### Extract provided
The Games, which began last Friday and end on Aug. 8, take place as the host city has been seeing a rise in infections for weeks.
Tokyo reported its highest number of new daily cases on Wednesday with 3,177, exceeding the previous record of 2,848 set on Tuesday. At the same time, Japan’s population is 26.47 per cent fully vaccinated, while the world is 14.10 per cent fully vaccinated, Johns Hopkins University indicates.
Despite this, the chance the Olympics will worsen COVID-19 in the world is “low,” said Dr. Barry Pakes, a professor with the Dalla Lana School of Public Health at the University of Toronto.
To get worse, there would have to be a high transmission of the virus, it would have to evade vaccines and testing, and it would have to spread far enough into the world to do damage.
“All of those things did happen when it came to the original Wuhan strain of COVID,” he said.
“That event in of itself was unlikely to happen, but unlikely things do happen. So when I say it’s relatively low risk, I mean that the chances of a new variant developing and that getting transmitted, given everything that is going on, is pretty low, but the impact (of a new variant spreading) is high enough that as a public health person, I would say it’s not worth taking that risk.”
To mitigate the spread of COVID-19, Olympic officials introduced restrictions like barring fans, mandating masks and subjecting participants to daily testing. Around 11,500 athletes are expected to compete, while roughly 79,000 journalists, officials and staff are also expected to be in attendance.
So far, 160 people involved with the Olympics have tested positive for COVID-19. Officials have done 274,935 screening tests since July 1, and have a positivity rate of 0.02 per cent, while 38,484 airport tests for Games participants since July 1 have resulted in a 0.08 per cent positivity rate.
Even though the numbers are low, there could’ve been even less risk if the International Olympic Committee (IOC) mandated vaccination among participants, said Dr. Nitin Mohan, an assistant professor in the global health systems program at Western University.
“If you look at the daily testing and the protocols in place for the Olympics, what the Olympics may show is what can be done if strict protocols are in place in a world where vaccinations are not mandated,” he said.
######
### Data
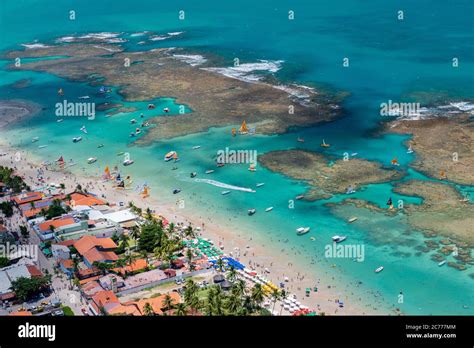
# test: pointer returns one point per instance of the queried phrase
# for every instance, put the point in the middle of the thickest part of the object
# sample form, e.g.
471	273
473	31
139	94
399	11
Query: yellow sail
243	128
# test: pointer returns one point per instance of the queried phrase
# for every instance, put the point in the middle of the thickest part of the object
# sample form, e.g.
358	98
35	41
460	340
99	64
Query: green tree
24	288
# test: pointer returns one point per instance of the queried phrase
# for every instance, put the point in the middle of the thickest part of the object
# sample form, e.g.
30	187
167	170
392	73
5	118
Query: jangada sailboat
243	128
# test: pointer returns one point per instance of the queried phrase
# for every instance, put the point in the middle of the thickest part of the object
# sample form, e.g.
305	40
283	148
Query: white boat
338	239
302	230
170	155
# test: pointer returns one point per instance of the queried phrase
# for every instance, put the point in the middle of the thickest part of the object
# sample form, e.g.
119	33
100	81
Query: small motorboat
338	239
302	230
170	155
323	144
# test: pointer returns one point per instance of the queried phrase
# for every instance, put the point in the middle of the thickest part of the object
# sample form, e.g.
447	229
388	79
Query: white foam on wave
224	185
246	72
34	45
102	36
191	59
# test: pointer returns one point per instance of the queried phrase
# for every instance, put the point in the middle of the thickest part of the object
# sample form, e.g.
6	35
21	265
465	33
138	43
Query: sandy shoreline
259	254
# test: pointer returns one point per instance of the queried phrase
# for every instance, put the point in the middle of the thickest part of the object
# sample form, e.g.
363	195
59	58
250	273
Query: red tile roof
86	243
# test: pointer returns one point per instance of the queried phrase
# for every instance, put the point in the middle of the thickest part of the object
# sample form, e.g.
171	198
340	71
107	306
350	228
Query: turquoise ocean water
389	59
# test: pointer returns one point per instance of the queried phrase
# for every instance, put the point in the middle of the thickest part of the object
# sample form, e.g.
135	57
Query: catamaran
170	155
302	230
338	239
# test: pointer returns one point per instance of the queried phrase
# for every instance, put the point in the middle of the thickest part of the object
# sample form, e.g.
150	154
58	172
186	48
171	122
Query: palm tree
181	309
148	309
257	294
220	264
189	255
167	302
233	303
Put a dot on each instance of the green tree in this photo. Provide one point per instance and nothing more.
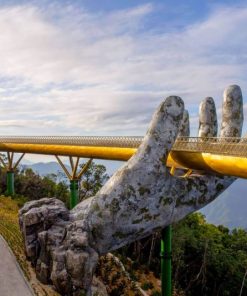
(92, 180)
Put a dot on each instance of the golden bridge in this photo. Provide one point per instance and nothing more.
(227, 156)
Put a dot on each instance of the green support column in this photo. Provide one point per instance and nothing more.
(166, 261)
(10, 183)
(74, 193)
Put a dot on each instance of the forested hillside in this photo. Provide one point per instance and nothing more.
(230, 208)
(208, 260)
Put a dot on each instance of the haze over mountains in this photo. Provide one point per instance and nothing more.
(229, 209)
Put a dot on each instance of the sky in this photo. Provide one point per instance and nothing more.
(102, 67)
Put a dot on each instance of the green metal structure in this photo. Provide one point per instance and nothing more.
(166, 261)
(10, 183)
(74, 192)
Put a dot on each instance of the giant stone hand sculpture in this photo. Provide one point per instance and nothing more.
(140, 198)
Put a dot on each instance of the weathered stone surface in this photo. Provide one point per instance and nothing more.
(207, 118)
(140, 198)
(184, 129)
(232, 118)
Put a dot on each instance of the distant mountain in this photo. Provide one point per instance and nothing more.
(230, 208)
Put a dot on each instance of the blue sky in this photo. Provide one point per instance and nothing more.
(102, 67)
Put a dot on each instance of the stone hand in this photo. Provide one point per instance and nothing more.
(140, 198)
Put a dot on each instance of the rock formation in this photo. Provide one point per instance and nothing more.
(140, 198)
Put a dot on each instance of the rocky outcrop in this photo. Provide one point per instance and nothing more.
(140, 198)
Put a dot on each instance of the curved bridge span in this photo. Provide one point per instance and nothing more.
(227, 156)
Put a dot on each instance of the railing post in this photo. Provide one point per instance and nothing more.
(166, 264)
(74, 192)
(10, 183)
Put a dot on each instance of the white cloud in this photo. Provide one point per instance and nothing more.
(75, 72)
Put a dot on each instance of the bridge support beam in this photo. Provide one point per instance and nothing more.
(10, 167)
(10, 183)
(166, 261)
(74, 177)
(74, 193)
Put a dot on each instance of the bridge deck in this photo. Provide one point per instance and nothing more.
(227, 156)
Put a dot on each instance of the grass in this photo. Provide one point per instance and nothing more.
(9, 229)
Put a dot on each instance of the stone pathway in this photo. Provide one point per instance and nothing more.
(12, 281)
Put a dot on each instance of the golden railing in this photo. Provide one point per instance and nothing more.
(226, 156)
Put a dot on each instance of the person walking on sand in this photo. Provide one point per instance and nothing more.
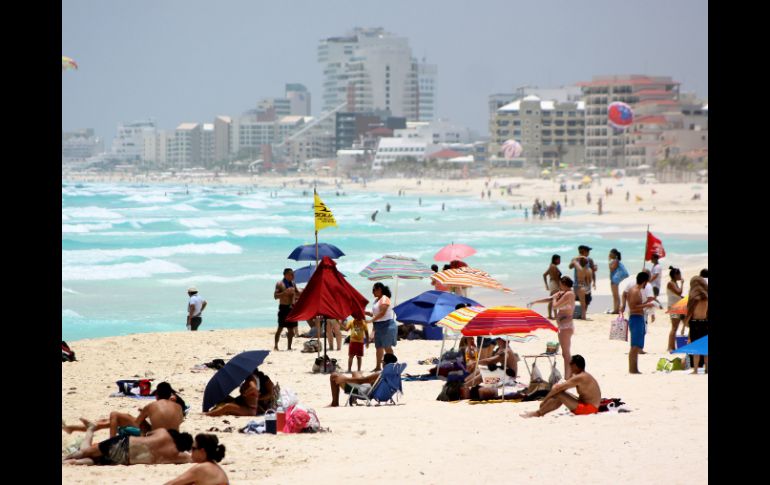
(286, 293)
(383, 319)
(195, 308)
(674, 290)
(564, 303)
(618, 273)
(552, 286)
(698, 316)
(636, 306)
(586, 402)
(359, 335)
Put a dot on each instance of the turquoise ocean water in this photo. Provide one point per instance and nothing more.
(129, 252)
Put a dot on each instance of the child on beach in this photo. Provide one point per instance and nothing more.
(358, 331)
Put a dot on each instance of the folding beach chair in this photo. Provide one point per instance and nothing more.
(384, 389)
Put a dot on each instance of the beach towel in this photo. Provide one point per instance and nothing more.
(67, 354)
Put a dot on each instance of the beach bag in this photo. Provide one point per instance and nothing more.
(555, 376)
(535, 375)
(665, 365)
(311, 346)
(619, 329)
(67, 355)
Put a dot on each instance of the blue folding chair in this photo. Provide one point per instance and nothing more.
(384, 389)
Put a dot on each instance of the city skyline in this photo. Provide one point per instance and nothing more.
(152, 60)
######
List of tasks
a - In the Olympics COVID-19 article above, rewrite the paragraph beginning "So far, 160 people" as a short bulleted list that keeps its main figures.
b - Transcribe a passage from the Olympics COVID-19 article word for word: begin at the words "To get worse, there" and stop after "to do damage.".
c - Answer these from the Olympics COVID-19 article:
(i) How many new daily cases did Tokyo report on Wednesday?
(ii) About how many athletes are expected to compete?
(iii) At which university does Dr. Nitin Mohan work?

Exercise solutions
a -
- 160 people involved with the Olympics have tested positive for COVID-19.
- Since July 1, officials have done 274,935 screening tests, with a positivity rate of 0.02 per cent.
- Since July 1, 38,484 airport tests for Games participants have had a 0.08 per cent positivity rate.

b -
To get worse, there would have to be a high transmission of the virus, it would have to evade vaccines and testing, and it would have to spread far enough into the world to do damage.

c -
(i) 3,177
(ii) Around 11,500
(iii) Western University